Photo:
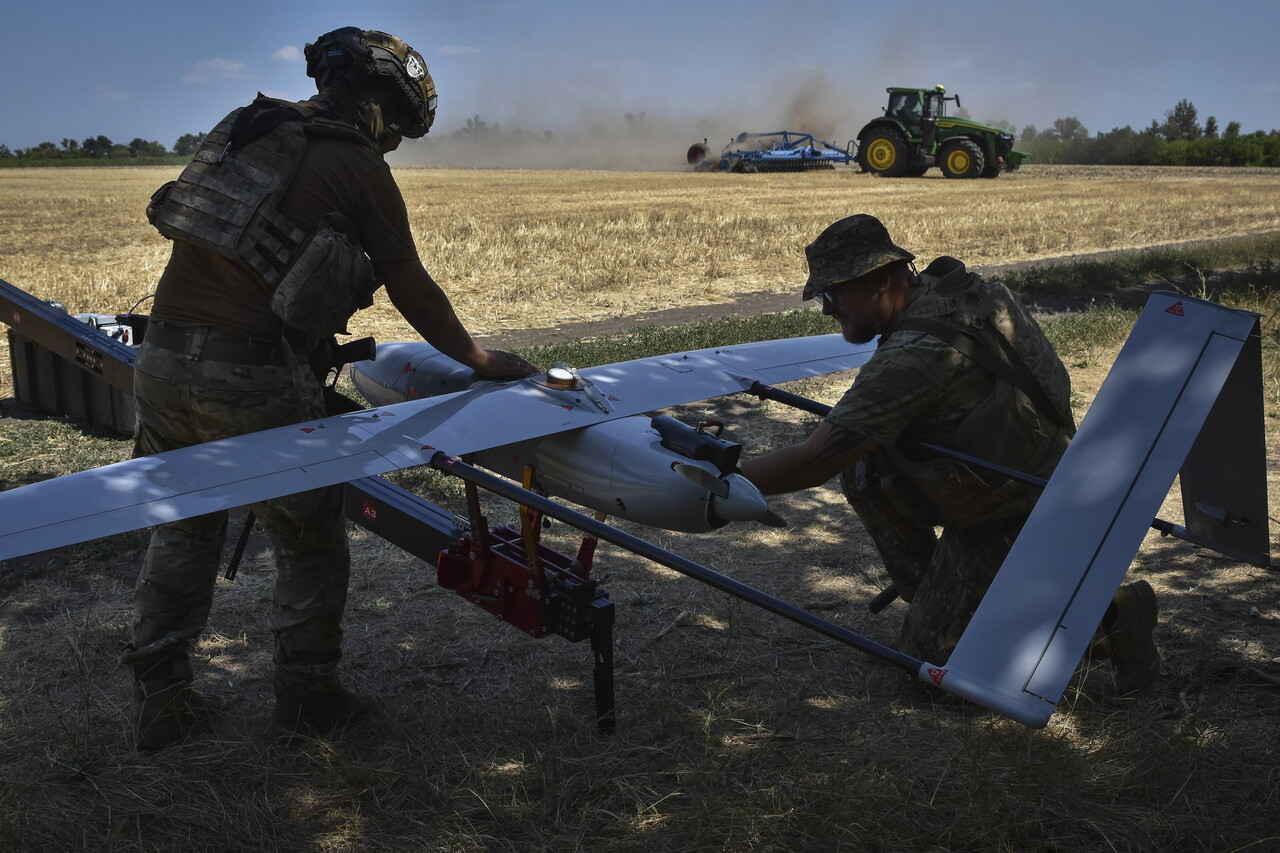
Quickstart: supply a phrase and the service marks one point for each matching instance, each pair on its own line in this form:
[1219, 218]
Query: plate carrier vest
[227, 200]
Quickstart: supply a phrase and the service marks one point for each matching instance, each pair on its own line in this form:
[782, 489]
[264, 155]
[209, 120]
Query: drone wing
[1040, 614]
[256, 466]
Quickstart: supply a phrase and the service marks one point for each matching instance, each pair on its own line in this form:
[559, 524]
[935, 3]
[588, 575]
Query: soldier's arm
[827, 451]
[428, 309]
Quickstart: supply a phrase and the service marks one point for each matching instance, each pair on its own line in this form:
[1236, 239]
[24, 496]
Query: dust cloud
[602, 135]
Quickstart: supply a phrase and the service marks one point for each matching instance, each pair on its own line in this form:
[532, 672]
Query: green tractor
[915, 133]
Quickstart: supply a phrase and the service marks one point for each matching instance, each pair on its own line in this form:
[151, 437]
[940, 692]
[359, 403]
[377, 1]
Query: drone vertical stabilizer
[1184, 393]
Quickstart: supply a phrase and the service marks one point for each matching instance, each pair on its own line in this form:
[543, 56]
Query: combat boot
[314, 716]
[165, 711]
[1134, 660]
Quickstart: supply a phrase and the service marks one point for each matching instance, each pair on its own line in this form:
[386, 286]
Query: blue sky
[156, 71]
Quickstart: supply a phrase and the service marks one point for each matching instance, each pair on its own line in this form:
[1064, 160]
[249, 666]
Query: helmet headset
[370, 59]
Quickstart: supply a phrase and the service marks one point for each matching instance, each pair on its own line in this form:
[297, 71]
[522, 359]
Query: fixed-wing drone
[1184, 396]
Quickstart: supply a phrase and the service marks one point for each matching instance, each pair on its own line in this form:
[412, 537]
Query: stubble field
[736, 730]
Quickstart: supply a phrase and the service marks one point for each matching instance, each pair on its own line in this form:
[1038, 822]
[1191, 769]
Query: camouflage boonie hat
[848, 250]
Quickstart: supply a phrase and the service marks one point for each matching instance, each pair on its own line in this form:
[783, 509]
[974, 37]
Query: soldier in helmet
[283, 224]
[960, 364]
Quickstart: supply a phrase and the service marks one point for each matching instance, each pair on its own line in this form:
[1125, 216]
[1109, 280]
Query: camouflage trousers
[942, 578]
[183, 402]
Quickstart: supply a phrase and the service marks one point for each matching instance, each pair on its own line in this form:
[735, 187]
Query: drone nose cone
[744, 502]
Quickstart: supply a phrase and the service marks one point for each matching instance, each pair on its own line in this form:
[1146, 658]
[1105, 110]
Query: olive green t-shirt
[202, 288]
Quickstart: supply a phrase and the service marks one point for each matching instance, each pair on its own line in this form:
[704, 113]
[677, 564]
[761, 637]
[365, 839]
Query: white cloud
[208, 69]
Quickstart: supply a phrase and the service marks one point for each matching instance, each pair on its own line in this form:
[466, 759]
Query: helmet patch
[415, 68]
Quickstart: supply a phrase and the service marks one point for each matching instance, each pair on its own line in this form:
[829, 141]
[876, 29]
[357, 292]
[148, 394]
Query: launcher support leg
[602, 648]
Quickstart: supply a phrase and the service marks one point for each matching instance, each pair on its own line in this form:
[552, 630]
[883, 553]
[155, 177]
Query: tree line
[100, 149]
[1180, 138]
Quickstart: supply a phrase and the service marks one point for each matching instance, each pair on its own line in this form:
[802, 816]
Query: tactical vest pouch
[329, 281]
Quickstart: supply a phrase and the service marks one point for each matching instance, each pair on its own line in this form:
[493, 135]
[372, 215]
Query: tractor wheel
[961, 159]
[885, 153]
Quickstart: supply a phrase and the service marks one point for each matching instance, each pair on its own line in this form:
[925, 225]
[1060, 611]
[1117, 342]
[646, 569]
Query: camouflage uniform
[917, 388]
[216, 361]
[183, 401]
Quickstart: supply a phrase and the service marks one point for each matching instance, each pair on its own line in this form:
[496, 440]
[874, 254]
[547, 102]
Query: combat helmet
[370, 58]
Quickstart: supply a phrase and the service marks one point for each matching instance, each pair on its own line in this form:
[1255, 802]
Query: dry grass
[737, 731]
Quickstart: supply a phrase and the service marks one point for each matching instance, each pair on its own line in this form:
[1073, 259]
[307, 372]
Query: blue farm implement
[778, 151]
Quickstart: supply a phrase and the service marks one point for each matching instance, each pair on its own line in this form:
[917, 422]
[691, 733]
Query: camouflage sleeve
[904, 383]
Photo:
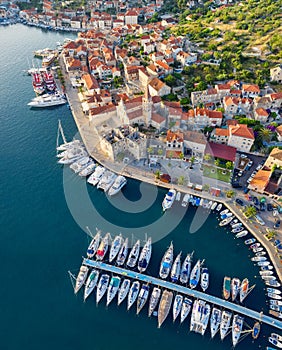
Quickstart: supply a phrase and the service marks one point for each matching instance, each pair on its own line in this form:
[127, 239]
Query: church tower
[147, 106]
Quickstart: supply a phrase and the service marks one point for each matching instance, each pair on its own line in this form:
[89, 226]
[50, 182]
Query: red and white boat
[37, 83]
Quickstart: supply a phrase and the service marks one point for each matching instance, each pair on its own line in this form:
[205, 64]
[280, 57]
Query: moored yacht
[169, 199]
[166, 262]
[113, 288]
[237, 326]
[225, 323]
[145, 256]
[118, 184]
[133, 293]
[115, 247]
[185, 309]
[96, 176]
[176, 268]
[142, 297]
[81, 277]
[154, 299]
[123, 291]
[215, 321]
[91, 283]
[102, 287]
[177, 305]
[133, 255]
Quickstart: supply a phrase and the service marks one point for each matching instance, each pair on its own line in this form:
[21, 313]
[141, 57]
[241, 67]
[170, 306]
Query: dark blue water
[44, 212]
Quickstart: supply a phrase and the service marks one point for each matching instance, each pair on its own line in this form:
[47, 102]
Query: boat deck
[186, 291]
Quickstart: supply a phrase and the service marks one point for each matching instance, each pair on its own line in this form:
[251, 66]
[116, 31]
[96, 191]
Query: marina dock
[259, 316]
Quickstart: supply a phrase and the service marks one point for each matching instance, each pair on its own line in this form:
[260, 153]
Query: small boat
[213, 205]
[244, 289]
[237, 326]
[186, 307]
[91, 283]
[258, 258]
[133, 293]
[256, 330]
[166, 262]
[250, 241]
[204, 278]
[164, 306]
[115, 247]
[103, 247]
[186, 268]
[102, 287]
[113, 288]
[273, 290]
[177, 305]
[133, 255]
[123, 291]
[176, 268]
[154, 299]
[235, 287]
[218, 208]
[169, 199]
[93, 246]
[195, 274]
[225, 323]
[275, 342]
[226, 221]
[145, 256]
[81, 277]
[122, 255]
[274, 296]
[215, 321]
[241, 234]
[185, 200]
[142, 297]
[226, 287]
[118, 184]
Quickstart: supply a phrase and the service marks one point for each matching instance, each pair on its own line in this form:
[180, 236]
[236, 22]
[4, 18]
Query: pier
[186, 291]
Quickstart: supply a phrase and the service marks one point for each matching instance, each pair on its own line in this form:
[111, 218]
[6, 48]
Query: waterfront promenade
[90, 139]
[186, 291]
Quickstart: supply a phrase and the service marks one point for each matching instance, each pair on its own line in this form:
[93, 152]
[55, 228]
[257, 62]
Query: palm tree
[250, 211]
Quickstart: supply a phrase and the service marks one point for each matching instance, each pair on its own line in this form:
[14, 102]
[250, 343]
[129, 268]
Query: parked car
[269, 207]
[239, 201]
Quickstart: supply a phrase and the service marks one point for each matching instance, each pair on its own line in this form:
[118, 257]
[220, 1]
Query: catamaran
[91, 283]
[215, 321]
[103, 247]
[93, 246]
[133, 255]
[154, 299]
[166, 262]
[176, 267]
[122, 255]
[169, 199]
[177, 305]
[102, 287]
[186, 268]
[195, 274]
[81, 277]
[204, 278]
[186, 307]
[113, 288]
[225, 323]
[142, 297]
[237, 326]
[123, 291]
[145, 256]
[133, 293]
[115, 247]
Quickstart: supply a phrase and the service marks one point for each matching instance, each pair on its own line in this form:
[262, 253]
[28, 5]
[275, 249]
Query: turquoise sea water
[43, 211]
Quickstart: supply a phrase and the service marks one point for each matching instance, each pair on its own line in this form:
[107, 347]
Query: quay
[186, 291]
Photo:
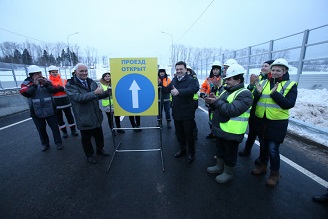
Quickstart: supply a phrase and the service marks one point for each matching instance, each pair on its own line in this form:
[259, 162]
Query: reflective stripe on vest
[266, 105]
[236, 125]
[105, 102]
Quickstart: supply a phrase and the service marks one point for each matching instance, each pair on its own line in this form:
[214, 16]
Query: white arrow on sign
[135, 88]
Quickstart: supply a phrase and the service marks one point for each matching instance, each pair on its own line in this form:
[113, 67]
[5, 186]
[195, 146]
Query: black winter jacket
[85, 103]
[183, 104]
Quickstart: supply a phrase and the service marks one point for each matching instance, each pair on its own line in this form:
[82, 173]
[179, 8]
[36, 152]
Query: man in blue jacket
[39, 92]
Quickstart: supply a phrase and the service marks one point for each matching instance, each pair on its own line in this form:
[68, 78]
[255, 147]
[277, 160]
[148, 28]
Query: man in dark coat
[183, 87]
[85, 94]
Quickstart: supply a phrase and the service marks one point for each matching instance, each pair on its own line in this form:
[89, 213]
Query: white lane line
[2, 128]
[293, 164]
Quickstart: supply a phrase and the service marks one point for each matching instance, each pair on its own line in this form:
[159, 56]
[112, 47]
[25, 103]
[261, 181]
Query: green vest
[105, 102]
[266, 105]
[236, 125]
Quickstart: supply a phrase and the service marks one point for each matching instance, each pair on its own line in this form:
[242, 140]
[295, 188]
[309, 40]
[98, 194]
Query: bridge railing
[306, 53]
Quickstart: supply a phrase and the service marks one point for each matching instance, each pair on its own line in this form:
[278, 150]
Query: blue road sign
[135, 93]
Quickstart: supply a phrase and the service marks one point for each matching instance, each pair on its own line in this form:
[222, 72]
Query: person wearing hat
[39, 92]
[265, 70]
[273, 97]
[62, 102]
[164, 97]
[211, 85]
[193, 74]
[107, 103]
[230, 119]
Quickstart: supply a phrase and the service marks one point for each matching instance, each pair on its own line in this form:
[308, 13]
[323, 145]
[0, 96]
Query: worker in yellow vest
[273, 97]
[163, 97]
[107, 104]
[265, 70]
[231, 111]
[193, 74]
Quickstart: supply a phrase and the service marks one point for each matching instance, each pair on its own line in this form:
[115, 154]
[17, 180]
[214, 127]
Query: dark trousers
[270, 150]
[166, 106]
[251, 136]
[41, 125]
[184, 131]
[227, 150]
[134, 120]
[86, 135]
[110, 120]
[68, 114]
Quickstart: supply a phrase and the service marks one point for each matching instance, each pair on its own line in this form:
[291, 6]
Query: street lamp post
[171, 45]
[69, 52]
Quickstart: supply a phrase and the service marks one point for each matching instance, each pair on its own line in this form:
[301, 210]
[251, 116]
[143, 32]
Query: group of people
[263, 107]
[49, 98]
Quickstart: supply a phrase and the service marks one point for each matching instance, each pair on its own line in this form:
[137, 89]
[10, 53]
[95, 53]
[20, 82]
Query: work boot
[168, 124]
[273, 179]
[64, 131]
[244, 153]
[60, 146]
[210, 136]
[218, 168]
[73, 131]
[195, 132]
[260, 169]
[226, 176]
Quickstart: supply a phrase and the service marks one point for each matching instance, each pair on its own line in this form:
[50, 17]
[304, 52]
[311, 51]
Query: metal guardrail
[306, 52]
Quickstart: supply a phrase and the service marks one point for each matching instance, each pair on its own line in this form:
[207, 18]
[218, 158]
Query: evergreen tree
[75, 59]
[52, 60]
[17, 59]
[26, 57]
[64, 58]
[58, 61]
[45, 58]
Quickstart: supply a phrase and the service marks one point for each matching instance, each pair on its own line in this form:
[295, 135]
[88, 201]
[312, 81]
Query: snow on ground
[311, 107]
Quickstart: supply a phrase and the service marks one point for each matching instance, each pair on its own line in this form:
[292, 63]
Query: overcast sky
[127, 28]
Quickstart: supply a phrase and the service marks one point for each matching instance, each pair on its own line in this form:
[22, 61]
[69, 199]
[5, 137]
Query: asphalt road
[62, 184]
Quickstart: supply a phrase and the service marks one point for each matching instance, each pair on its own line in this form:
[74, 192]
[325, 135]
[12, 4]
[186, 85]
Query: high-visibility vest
[105, 102]
[266, 105]
[236, 125]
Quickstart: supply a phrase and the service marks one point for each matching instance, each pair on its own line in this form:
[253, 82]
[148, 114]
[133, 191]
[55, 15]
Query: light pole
[171, 46]
[160, 55]
[69, 52]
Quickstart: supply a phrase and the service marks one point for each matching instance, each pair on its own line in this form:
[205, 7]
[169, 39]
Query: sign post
[135, 93]
[134, 86]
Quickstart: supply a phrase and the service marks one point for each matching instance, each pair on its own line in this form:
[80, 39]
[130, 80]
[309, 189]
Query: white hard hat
[280, 61]
[230, 62]
[52, 68]
[33, 69]
[217, 63]
[234, 70]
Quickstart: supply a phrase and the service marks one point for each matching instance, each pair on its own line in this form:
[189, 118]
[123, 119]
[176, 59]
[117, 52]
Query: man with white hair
[85, 94]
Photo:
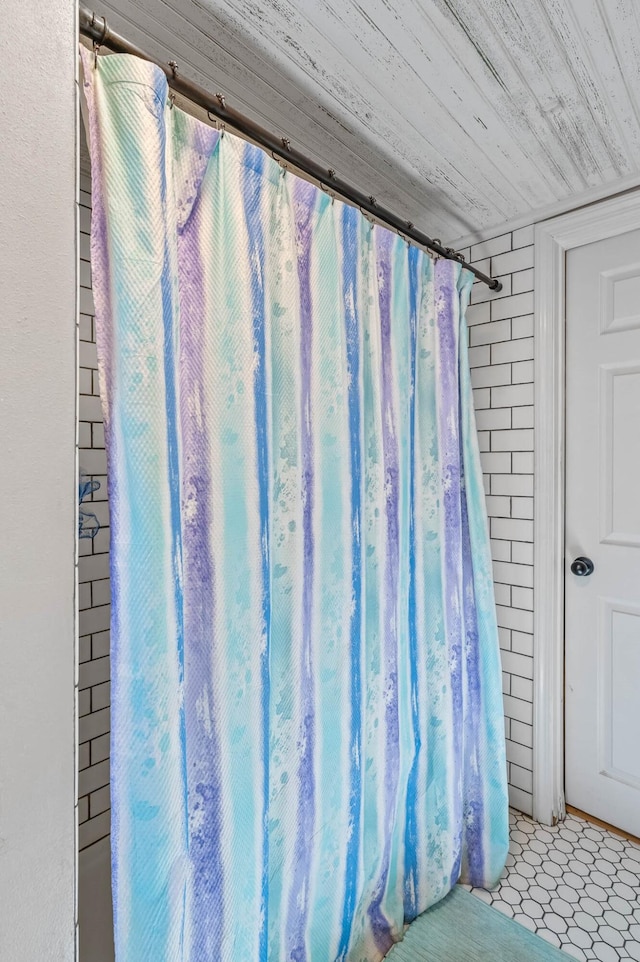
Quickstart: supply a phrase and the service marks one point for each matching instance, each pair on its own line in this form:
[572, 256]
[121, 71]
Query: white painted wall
[37, 480]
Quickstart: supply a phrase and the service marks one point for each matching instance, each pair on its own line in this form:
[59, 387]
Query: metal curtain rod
[97, 29]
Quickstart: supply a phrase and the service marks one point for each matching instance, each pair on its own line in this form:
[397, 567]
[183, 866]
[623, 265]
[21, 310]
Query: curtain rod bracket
[96, 29]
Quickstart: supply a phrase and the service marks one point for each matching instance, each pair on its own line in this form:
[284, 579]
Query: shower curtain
[307, 731]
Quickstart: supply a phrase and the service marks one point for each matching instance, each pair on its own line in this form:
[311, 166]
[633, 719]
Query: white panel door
[602, 629]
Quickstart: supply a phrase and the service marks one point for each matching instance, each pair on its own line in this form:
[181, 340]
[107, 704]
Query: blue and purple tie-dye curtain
[307, 729]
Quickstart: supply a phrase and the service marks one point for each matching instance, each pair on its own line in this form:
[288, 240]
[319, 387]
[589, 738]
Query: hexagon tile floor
[576, 885]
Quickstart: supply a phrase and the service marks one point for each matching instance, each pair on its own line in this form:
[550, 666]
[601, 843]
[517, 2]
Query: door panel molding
[553, 238]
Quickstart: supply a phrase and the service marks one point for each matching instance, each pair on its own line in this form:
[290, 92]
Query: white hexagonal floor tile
[576, 885]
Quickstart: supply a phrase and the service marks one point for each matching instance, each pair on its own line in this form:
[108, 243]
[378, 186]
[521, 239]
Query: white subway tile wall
[93, 571]
[501, 357]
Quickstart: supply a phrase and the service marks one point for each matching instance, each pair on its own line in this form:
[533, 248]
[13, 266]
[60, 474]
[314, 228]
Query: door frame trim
[552, 239]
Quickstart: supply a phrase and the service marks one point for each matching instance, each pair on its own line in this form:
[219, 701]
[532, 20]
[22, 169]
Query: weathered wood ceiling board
[459, 114]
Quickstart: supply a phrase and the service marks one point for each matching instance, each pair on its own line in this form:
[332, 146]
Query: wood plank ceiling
[458, 114]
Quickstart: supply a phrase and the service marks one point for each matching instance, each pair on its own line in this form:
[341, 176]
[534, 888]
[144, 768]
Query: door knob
[582, 567]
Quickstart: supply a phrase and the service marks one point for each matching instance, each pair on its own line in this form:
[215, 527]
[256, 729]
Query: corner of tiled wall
[93, 569]
[501, 356]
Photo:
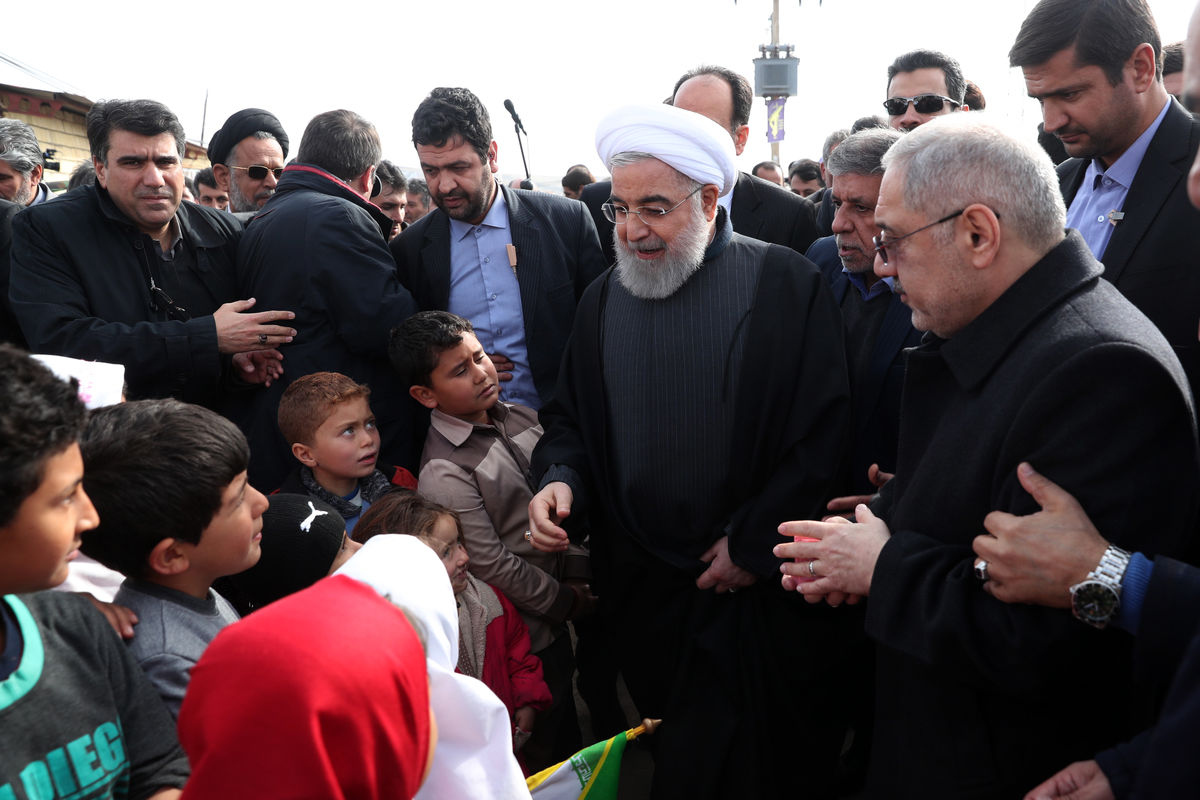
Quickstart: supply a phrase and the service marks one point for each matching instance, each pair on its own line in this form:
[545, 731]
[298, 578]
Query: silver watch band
[1111, 567]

▶ _Task statement_: Locate every line in the records above that contains the word "curtain", and copy each of those lines.

▶ _Full output_:
Query: metal curtain rod
Query: curtain rod bracket
Query: shower curtain
Query: blue and purple tie-dye curtain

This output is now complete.